◆ Instructions for the task
Transcribe word for word the lines spanning the line with "drop a point: the white t-shirt" through the end of the records.

◆ Extracted records
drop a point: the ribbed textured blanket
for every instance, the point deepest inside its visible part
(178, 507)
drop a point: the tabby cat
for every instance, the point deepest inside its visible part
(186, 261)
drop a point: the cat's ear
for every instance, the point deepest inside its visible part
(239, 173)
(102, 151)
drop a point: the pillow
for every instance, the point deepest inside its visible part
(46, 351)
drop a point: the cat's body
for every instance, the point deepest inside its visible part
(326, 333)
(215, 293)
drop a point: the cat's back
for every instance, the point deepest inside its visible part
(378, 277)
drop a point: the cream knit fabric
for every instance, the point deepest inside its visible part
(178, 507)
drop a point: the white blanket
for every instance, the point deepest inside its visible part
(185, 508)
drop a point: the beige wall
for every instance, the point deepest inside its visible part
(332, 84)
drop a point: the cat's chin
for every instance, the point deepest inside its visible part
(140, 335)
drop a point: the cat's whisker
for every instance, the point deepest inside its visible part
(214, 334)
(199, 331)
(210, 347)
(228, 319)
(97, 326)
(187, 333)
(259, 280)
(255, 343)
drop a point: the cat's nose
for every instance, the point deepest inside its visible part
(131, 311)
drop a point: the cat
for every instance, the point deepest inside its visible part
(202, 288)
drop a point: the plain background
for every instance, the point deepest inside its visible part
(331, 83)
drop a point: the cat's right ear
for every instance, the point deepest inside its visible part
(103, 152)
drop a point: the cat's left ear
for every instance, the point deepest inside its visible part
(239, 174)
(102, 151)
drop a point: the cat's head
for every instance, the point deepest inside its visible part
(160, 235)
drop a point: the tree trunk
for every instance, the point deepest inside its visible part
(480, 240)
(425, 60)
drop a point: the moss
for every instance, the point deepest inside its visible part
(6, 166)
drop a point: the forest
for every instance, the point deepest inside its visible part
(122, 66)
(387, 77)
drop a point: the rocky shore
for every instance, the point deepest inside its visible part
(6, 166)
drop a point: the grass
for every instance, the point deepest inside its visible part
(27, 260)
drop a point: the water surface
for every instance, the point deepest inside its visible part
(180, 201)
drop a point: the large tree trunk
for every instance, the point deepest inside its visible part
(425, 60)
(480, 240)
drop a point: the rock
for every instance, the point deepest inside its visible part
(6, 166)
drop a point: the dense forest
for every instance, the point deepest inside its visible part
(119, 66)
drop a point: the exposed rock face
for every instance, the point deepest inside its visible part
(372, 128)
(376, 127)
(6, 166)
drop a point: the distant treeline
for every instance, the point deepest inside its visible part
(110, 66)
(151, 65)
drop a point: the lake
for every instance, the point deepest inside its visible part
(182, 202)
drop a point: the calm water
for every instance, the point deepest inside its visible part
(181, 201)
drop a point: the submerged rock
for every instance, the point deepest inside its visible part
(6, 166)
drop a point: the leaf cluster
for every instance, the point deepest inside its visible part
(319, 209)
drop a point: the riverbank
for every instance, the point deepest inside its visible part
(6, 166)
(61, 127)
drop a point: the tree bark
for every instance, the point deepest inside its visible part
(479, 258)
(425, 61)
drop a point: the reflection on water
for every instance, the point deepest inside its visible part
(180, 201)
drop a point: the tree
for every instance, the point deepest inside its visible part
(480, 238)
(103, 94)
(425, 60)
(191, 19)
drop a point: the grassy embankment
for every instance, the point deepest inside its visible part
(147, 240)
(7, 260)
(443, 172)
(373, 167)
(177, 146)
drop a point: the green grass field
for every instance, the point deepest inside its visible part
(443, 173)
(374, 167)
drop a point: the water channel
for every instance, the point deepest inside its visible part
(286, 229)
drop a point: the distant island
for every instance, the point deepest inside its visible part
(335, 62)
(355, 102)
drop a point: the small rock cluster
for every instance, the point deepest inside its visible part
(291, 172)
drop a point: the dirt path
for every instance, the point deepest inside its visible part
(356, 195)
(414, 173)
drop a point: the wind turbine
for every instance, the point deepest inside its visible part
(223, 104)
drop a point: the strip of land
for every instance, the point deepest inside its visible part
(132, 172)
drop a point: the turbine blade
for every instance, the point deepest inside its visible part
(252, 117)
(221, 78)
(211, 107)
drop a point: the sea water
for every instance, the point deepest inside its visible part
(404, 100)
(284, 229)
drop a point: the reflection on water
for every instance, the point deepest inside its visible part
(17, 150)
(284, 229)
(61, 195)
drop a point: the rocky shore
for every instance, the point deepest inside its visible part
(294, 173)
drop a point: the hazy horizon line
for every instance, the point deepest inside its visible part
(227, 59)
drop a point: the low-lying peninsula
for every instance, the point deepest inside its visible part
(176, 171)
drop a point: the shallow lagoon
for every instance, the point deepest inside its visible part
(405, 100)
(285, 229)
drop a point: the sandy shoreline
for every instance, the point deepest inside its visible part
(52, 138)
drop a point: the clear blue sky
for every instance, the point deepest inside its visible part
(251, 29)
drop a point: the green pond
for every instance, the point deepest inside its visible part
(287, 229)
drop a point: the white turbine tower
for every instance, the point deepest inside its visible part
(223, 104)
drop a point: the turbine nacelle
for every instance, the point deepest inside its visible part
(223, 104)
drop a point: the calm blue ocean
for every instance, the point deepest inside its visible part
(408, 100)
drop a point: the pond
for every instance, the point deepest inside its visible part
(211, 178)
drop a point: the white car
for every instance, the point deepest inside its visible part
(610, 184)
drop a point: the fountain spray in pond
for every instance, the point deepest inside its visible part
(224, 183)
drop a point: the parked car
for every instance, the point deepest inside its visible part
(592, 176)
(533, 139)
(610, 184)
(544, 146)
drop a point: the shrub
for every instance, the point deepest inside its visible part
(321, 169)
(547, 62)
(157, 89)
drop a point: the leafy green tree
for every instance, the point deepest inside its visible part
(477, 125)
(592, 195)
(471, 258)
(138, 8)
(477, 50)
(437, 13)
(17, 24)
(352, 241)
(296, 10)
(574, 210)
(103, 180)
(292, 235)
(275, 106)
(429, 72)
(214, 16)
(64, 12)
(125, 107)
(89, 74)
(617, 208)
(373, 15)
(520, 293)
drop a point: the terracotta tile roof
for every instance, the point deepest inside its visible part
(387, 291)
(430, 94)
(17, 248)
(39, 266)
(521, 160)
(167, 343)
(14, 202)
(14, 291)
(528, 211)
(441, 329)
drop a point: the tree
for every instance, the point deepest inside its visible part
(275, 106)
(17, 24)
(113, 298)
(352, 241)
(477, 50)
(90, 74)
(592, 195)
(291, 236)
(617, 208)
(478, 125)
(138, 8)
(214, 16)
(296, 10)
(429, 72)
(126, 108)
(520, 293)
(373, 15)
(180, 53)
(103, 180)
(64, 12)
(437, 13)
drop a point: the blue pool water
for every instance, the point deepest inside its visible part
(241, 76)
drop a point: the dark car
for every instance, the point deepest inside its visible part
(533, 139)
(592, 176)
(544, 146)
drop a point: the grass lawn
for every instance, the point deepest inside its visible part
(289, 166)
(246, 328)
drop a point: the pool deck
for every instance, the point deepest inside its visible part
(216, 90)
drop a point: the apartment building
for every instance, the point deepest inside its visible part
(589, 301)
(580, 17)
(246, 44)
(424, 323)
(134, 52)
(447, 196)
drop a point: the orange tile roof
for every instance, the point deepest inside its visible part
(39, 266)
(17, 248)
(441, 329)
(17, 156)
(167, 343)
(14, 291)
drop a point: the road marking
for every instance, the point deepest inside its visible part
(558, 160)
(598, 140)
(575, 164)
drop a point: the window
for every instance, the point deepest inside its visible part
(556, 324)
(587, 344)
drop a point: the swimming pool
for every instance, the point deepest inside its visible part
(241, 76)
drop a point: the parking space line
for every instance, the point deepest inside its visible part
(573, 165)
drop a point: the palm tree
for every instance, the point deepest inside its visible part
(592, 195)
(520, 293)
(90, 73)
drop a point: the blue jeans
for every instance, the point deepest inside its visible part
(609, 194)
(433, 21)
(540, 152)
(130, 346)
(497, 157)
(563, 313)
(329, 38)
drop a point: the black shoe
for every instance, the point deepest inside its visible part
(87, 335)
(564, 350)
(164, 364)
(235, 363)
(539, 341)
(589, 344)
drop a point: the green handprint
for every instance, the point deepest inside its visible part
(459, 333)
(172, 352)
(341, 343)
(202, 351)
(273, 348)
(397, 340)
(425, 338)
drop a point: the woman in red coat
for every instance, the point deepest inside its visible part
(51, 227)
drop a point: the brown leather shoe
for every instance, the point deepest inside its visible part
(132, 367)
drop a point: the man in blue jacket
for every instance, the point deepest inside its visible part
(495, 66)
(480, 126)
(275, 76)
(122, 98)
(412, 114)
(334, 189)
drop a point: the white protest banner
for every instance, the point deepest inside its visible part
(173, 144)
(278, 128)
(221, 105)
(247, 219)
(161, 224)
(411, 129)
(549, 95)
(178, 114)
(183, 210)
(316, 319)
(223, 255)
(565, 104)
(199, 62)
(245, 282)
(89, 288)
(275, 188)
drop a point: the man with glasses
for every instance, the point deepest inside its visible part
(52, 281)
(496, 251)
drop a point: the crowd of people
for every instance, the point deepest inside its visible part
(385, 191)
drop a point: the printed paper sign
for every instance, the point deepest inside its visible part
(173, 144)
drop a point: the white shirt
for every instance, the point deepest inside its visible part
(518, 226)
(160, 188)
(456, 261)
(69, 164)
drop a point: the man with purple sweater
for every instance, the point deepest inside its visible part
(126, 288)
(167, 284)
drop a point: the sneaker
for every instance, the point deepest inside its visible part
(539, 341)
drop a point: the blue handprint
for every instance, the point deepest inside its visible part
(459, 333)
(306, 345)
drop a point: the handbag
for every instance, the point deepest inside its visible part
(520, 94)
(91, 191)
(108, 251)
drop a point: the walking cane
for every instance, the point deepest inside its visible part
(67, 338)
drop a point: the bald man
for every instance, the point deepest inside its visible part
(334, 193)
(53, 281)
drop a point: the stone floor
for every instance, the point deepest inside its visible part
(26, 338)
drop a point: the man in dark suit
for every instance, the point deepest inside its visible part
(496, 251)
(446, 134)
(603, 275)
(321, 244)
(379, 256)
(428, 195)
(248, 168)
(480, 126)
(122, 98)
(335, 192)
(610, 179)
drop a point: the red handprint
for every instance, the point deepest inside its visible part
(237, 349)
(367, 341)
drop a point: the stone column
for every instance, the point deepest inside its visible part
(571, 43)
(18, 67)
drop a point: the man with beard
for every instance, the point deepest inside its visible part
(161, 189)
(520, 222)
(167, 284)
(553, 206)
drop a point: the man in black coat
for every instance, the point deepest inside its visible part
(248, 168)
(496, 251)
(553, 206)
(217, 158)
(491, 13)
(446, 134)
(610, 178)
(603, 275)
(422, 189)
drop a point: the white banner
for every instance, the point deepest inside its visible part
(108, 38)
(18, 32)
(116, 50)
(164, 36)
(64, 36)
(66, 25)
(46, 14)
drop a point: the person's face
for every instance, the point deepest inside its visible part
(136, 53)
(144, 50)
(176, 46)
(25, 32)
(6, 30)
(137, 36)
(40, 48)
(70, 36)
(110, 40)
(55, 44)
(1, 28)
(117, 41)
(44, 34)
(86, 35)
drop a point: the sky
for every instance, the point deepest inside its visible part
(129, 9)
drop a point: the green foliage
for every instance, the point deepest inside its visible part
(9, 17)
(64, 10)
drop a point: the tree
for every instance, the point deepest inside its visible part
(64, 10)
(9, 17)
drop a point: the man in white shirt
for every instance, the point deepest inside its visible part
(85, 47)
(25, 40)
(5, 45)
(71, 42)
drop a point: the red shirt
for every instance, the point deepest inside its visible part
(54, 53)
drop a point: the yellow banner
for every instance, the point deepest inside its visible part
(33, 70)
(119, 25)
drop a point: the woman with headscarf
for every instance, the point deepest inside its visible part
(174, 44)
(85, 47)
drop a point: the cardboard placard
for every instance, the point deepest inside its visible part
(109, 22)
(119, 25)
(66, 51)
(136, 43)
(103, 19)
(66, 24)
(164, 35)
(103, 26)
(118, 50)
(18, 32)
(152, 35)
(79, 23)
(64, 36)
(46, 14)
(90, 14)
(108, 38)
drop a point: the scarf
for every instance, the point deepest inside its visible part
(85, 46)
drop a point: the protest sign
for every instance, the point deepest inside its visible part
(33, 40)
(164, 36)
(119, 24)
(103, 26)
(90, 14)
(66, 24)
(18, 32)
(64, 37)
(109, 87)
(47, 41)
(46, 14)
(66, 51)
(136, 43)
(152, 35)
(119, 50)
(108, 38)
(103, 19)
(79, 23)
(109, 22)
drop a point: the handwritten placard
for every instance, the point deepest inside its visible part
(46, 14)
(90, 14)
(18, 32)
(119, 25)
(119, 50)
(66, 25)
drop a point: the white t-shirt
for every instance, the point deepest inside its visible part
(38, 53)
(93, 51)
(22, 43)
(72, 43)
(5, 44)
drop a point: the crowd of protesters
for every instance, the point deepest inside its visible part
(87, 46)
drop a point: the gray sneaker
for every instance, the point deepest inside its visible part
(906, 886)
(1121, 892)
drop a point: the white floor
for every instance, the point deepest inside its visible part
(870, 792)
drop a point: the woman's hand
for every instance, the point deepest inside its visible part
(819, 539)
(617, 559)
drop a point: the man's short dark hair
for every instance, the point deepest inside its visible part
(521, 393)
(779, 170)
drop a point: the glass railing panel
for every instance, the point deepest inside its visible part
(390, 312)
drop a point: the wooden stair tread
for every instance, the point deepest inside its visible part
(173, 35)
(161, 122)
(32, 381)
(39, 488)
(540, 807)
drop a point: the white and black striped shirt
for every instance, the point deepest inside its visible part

◆ Full output
drop a point: the white t-shirt
for every instance, the point deepest inside its visible part
(38, 53)
(93, 51)
(22, 43)
(72, 43)
(5, 44)
drop a point: the crowd of protesters
for every instance, the point deepest inside its visible part
(87, 46)
drop a point: the gray sneaker
for every instance, the point deepest inside its visible part
(906, 886)
(1121, 892)
drop a point: the white floor
for every instance, the point deepest inside its visible part
(870, 792)
drop a point: the woman's hand
for every instance, the point deepest inside its visible part
(819, 539)
(617, 559)
drop a point: the man's short dark hair
for every instance, the point deepest inside its visible part
(521, 393)
(779, 170)
drop a point: the glass railing panel
for every instance, the point deepest inside its visible part
(390, 312)
drop a point: the wooden stair tread
for every instance, the point deepest inside its visible part
(173, 35)
(161, 122)
(32, 381)
(39, 488)
(540, 807)
drop a point: the white and black striped shirt
for every instance, the point deepest inside its visible part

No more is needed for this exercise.